Aufgabenstellung: Tausche in allen Datensätzen „storefront“ gegen „shop entrance“ aus und gib die Zeilen ansonsten unverändert wieder. Die Bilder sollen in der Antwort fehlen.

◆ ◆ ◆ ◆ ◆

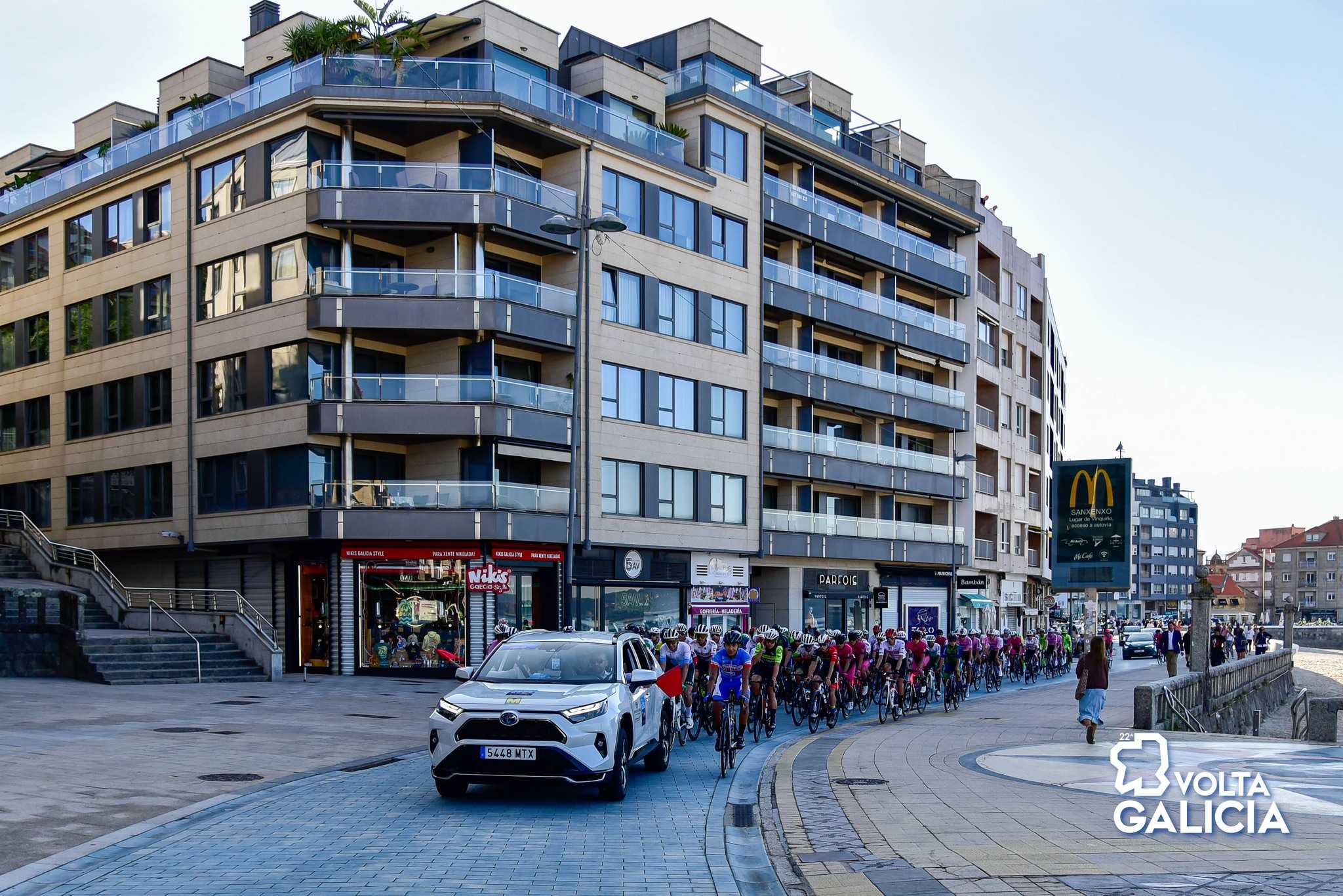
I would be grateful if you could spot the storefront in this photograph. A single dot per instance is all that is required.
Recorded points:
(425, 609)
(835, 600)
(622, 586)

◆ ◆ ◆ ◆ ◆

Antwort zur Übung:
I would be grateful if you could spot the shop entrance in this photograph. A single dot per instance is all that is required.
Recorded points:
(425, 609)
(835, 600)
(622, 586)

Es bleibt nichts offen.